> **Problem statement**:
Answer these questions from the forum thread.
(a) According to CupofJoe, what does a Mentor have to be to the Hero?
(b) What kind of characters does Feo Takahari sometimes use as active protagonists with their own flaws and character arcs?
(c) What does Penpilot find useful?

> **Article**:
He's the only one left?
I'm still not sold on the idea of Ash as Ripley's Mentor but I can see what you mean - without Ash, Ripley doesn't get to develop. But I don't think his aim is to enlighten her, to make her change. That is an accidental result of the events.
 For me a Mentor has to be somewhat of an active [good or bad] influence on the Hero... it shouldn't be a by-product...


----------



## Feo Takahari (Jun 18, 2014)

Unless they're the villain, I never do characters who teach younger characters to kill and don't do any killing themselves. If they have the knowledge and training to fight the villain, it seems unconscionable to send "teenagers with attitude" to do the job instead. (I sometimes use "old-timer" characters, but they're active protagonists with their own flaws and character arcs.)

Edit: To be more clear on this, I sometimes do villains who train followers for their own purposes, with those followers becoming the protagonists. Other times, the protagonists teach and guide each other.


----------



## Penpilot (Jun 18, 2014)

CupofJoe said:


> For me a Mentor has to be somewhat of an active [good or bad] influence on the Hero... it shouldn't be a by-product...



If this way of looking at things doesn't work for you, then it doesn't. There are dozens of ways to look at a story and the elements in them. None of them are gospel. It's just a different way of slicing the pie, and regardless, the whole pie is still there. I just find it useful to be able to look at a story in different ways, especially my own. From one angle the story may look fine, but from another, its imperfections may be more visible.


----------



## Mythopoet (Jun 18, 2014)

> **Rows**:

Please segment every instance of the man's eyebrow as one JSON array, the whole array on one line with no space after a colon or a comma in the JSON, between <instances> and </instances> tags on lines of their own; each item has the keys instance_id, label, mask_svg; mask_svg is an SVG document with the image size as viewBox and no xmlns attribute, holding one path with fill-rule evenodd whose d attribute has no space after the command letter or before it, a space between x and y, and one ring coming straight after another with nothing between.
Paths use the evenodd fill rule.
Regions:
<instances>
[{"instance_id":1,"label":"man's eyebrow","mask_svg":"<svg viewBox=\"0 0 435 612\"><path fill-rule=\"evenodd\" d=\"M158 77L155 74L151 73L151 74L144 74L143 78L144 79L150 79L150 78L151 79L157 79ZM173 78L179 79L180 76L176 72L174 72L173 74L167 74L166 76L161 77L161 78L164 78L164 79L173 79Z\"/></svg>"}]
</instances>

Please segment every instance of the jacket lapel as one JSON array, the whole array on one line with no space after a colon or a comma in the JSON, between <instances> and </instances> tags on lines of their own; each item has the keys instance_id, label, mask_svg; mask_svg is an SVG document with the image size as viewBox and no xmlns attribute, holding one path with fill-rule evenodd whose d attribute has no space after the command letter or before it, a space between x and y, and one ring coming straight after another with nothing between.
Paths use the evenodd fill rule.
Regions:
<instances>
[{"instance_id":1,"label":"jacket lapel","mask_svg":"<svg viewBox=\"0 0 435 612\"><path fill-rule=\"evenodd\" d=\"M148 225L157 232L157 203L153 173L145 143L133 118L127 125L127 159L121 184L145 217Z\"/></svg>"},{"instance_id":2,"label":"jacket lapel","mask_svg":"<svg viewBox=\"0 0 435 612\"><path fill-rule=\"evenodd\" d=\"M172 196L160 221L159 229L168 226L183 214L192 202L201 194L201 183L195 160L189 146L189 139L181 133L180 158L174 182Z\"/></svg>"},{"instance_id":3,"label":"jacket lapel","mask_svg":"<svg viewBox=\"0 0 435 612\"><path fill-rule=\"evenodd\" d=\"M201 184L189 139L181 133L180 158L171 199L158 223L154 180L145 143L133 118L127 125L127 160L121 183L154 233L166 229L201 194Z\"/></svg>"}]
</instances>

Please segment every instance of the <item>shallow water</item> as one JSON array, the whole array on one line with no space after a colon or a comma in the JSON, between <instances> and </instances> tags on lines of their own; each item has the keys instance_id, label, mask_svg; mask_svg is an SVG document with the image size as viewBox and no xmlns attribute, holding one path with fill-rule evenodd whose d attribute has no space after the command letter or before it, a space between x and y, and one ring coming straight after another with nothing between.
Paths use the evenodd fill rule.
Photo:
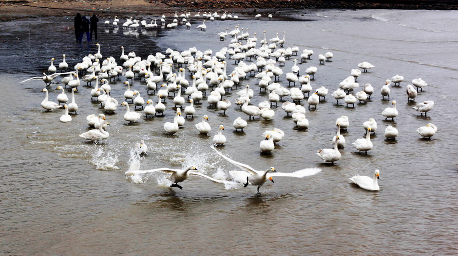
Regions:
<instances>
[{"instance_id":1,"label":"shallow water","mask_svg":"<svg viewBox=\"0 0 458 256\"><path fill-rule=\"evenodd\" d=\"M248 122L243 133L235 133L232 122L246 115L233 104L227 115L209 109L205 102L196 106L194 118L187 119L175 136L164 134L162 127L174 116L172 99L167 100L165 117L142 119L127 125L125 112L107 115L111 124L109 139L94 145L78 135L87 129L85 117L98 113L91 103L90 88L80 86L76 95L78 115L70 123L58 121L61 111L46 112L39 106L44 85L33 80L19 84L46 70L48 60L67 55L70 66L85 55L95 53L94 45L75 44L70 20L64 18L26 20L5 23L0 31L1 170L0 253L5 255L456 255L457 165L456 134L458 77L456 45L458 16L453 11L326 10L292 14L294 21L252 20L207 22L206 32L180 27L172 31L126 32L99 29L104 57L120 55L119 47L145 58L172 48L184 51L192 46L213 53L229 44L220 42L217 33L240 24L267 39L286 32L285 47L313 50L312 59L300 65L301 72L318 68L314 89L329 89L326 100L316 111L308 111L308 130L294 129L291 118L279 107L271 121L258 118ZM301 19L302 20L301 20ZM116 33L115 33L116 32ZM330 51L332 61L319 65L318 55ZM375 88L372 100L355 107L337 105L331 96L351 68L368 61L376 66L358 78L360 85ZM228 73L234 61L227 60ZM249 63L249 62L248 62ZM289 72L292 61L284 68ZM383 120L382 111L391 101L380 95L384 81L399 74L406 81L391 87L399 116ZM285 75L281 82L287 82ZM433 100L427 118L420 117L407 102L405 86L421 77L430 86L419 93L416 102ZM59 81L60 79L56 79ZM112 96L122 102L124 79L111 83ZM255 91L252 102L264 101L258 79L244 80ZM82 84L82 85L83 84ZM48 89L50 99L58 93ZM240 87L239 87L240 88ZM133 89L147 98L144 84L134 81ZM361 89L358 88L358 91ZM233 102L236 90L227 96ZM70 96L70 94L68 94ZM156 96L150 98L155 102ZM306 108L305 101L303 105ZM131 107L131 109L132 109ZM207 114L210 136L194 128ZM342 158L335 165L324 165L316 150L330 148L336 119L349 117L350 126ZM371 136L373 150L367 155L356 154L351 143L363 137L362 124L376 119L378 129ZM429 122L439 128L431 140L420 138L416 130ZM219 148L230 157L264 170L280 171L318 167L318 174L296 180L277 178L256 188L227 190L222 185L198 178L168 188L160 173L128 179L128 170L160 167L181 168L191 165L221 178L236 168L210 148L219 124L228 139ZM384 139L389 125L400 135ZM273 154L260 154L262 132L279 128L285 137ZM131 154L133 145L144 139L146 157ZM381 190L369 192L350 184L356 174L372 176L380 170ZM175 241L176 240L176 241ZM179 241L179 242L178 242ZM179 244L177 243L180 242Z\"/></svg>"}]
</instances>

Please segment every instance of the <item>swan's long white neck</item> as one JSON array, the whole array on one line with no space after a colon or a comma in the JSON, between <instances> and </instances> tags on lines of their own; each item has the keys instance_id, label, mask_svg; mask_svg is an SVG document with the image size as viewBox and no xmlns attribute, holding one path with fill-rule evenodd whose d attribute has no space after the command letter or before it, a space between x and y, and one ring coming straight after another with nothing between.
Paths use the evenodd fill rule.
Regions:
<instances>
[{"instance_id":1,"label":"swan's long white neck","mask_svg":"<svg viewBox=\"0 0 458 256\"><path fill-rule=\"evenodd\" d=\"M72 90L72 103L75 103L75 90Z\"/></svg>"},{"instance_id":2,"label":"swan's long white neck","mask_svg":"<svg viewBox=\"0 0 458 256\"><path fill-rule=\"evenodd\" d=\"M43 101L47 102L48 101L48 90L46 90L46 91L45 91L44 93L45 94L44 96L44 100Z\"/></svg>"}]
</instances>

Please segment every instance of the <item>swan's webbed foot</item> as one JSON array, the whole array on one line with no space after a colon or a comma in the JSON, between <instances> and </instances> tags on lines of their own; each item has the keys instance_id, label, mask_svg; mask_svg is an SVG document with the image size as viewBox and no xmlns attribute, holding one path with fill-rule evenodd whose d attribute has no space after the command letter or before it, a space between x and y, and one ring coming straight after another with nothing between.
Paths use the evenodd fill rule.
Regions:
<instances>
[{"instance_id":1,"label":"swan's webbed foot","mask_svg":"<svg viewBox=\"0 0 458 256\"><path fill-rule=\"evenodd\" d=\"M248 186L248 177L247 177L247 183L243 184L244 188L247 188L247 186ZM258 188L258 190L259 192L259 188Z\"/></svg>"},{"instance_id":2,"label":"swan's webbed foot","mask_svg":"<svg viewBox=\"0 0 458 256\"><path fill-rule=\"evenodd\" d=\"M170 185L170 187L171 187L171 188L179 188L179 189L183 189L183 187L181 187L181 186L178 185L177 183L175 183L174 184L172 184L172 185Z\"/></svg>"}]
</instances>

==

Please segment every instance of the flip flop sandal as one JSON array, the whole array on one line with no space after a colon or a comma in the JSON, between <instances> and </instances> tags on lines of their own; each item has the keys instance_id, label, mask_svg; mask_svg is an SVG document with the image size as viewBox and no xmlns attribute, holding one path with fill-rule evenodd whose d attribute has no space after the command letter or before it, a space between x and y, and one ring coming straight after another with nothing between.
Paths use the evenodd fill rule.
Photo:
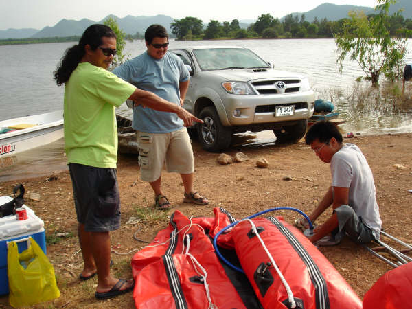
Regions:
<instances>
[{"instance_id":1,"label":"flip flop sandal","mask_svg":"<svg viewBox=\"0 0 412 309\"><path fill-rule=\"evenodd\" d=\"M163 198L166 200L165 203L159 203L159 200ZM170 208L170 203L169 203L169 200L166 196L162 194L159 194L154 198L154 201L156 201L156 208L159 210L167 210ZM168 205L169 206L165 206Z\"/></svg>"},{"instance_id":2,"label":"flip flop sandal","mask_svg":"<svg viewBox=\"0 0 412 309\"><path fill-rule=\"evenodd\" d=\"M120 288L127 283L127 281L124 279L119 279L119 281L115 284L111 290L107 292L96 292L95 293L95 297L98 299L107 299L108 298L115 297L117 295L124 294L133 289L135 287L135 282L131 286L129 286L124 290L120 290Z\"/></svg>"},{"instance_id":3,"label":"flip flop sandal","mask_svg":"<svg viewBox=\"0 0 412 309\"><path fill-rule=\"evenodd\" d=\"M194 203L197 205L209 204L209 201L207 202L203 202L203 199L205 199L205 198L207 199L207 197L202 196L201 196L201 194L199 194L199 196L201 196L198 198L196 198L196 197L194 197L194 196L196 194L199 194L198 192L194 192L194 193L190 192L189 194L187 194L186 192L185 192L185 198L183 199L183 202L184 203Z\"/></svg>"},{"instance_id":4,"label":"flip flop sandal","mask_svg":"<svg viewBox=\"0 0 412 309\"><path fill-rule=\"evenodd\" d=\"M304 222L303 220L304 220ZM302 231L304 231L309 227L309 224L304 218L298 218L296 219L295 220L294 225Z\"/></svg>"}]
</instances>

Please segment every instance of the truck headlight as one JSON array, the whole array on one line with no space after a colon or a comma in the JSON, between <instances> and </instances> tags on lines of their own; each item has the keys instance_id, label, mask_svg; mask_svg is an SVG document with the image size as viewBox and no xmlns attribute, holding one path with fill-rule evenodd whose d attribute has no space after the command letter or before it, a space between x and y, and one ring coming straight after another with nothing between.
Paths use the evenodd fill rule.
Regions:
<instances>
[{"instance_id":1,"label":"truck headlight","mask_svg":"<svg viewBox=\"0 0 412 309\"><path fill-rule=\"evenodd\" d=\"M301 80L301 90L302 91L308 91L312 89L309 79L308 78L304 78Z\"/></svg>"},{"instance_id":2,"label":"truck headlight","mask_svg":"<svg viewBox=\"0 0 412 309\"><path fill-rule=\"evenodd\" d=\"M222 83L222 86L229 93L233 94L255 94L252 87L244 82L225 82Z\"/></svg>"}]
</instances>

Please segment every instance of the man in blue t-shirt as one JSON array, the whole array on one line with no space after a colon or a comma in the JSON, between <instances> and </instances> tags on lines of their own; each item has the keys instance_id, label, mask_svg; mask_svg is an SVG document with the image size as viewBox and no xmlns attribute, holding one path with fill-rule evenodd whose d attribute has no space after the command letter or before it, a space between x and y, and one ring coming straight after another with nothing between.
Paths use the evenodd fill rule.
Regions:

* * *

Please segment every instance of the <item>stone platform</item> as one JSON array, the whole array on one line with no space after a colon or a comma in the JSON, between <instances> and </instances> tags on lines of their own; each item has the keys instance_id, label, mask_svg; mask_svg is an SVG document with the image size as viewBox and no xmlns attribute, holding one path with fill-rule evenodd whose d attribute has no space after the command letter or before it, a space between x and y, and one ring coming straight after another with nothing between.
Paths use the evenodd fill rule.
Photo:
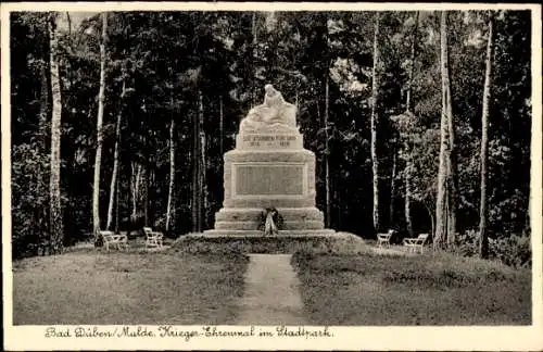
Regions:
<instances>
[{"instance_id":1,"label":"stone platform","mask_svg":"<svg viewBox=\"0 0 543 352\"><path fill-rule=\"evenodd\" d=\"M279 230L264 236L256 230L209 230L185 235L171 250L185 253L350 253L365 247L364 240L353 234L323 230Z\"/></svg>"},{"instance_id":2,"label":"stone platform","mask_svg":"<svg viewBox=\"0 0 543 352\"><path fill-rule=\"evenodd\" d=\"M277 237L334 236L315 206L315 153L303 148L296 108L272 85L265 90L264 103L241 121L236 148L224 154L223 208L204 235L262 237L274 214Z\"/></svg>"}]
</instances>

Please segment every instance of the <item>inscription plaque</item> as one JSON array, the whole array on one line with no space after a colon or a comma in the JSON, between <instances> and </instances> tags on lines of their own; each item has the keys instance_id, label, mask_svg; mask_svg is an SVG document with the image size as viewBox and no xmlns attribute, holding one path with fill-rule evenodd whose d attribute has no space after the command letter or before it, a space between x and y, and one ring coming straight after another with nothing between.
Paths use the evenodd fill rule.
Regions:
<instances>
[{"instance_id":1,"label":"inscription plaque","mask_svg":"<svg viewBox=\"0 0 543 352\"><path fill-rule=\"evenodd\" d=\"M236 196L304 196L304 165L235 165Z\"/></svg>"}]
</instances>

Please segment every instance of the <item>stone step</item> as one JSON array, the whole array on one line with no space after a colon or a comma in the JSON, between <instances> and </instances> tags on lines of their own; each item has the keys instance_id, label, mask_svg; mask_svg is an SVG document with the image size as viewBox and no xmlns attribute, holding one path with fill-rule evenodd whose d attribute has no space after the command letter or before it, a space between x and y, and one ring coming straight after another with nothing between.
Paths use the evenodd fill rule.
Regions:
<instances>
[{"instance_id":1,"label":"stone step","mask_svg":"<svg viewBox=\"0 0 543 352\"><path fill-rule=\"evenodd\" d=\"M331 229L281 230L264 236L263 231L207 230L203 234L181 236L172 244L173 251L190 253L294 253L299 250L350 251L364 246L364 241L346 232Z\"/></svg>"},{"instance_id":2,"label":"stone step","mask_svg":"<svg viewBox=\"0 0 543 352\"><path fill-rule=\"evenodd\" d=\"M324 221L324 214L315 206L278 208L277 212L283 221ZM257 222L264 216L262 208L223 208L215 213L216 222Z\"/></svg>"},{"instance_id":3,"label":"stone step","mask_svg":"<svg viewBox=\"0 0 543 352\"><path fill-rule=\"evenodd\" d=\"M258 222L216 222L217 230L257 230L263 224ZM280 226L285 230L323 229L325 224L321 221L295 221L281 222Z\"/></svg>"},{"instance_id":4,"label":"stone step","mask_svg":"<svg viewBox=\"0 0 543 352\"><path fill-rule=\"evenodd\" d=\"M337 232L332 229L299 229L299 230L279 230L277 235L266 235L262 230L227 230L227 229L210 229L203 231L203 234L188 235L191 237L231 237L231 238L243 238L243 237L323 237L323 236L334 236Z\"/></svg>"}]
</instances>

> **The result**:
(a) Somewhat of an active (good or bad) influence on the Hero, not a by-product.
(b) "Old-timer" characters.
(c) Being able to look at a story in different ways, especially Penpilot's own stories.